Task instructions.
Turn the lines of the records into a Markdown table with columns n and Line, numbering each row and omitting blank lines. Include only the lines starting with the line that contains "Please mark the region of every instance of the sea." and going on through the end of the records.
--- start of Extracted entries ---
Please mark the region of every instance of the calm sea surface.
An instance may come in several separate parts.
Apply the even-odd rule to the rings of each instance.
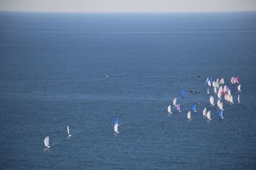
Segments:
[[[256,12],[1,12],[0,23],[1,169],[256,169]],[[231,89],[224,119],[208,76]],[[168,115],[174,97],[182,111]]]

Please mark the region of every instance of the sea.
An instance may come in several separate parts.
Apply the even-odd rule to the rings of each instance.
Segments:
[[[1,11],[0,23],[1,169],[256,169],[256,11]],[[231,90],[223,119],[207,77]]]

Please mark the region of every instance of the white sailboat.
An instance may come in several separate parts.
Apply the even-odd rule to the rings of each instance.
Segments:
[[[115,133],[119,133],[118,132],[118,125],[117,124],[114,125],[114,131]]]
[[[221,103],[220,103],[220,109],[221,110],[223,110],[223,103],[221,102]]]
[[[237,90],[241,92],[241,84],[237,86]]]
[[[212,96],[210,97],[209,101],[211,105],[214,105],[214,98],[212,97]]]
[[[208,111],[207,115],[207,120],[211,120],[211,111]]]
[[[49,136],[46,137],[45,138],[44,138],[44,146],[45,146],[45,148],[50,148],[50,145],[49,145]]]
[[[170,104],[170,105],[168,106],[168,108],[167,108],[167,111],[168,111],[168,112],[169,113],[172,113],[171,110],[172,110],[172,108],[171,108],[171,105]]]
[[[229,101],[230,101],[231,103],[234,103],[234,101],[233,101],[233,96],[230,96],[230,99],[229,99]]]
[[[191,120],[191,111],[188,112],[187,117],[188,117],[188,120]]]
[[[69,127],[68,126],[67,127],[67,131],[68,132],[68,136],[71,136],[71,134],[69,132]]]
[[[203,116],[206,117],[206,108],[205,108],[203,110]]]
[[[177,103],[177,98],[176,97],[173,99],[173,101],[172,103],[173,103],[174,106],[176,106],[176,103]]]

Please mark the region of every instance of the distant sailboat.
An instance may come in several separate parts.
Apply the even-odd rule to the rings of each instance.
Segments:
--- end of Extracted entries ---
Worked answer.
| n | Line |
|---|---|
| 1 | Please mark the region of every instance of the sea. |
| 2 | An instance may come in several separate parts. |
| 3 | Apply the even-odd rule to the rings of each instance. |
| 4 | Segments: |
| 5 | [[[1,11],[0,23],[1,169],[256,169],[256,11]],[[231,90],[223,119],[207,77]]] |
| 6 | Please mark the region of every instance of the white sailboat. |
| 7 | An instance may come in several separate parts. |
| 8 | Apply the even-odd rule to the rings of each instance. |
| 9 | Segments: |
| 10 | [[[115,133],[119,133],[118,132],[118,125],[117,124],[114,125],[114,131]]] |
| 11 | [[[221,103],[220,103],[220,109],[221,110],[223,110],[223,103],[221,102]]] |
| 12 | [[[237,90],[241,92],[241,84],[237,86]]] |
| 13 | [[[212,96],[210,97],[209,101],[211,105],[214,105],[214,98],[212,97]]] |
| 14 | [[[208,111],[207,115],[207,120],[211,120],[211,111]]] |
| 15 | [[[49,136],[46,137],[45,138],[44,138],[44,146],[45,146],[45,148],[50,148],[50,145],[49,145]]] |
| 16 | [[[170,104],[170,105],[168,106],[168,108],[167,108],[167,111],[168,111],[168,112],[169,113],[172,113],[171,110],[172,110],[172,108],[171,108],[171,105]]] |
| 17 | [[[229,101],[230,101],[231,103],[234,103],[234,101],[233,101],[233,96],[230,96],[230,99],[229,99]]] |
| 18 | [[[191,120],[191,111],[188,112],[187,117],[188,117],[188,120]]] |
| 19 | [[[69,127],[68,126],[67,127],[67,131],[68,132],[68,136],[71,136],[71,134],[69,132]]] |
| 20 | [[[203,116],[206,117],[206,108],[205,108],[203,110]]] |
| 21 | [[[177,103],[177,98],[176,97],[173,99],[173,101],[172,103],[173,103],[174,106],[176,106],[176,103]]] |
| 22 | Please mark the region of every instance of the distant sailboat. |
| 23 | An instance may come in several separate parts. |
| 24 | Apply the even-odd rule to the rings of each instance. |
| 25 | Segments: |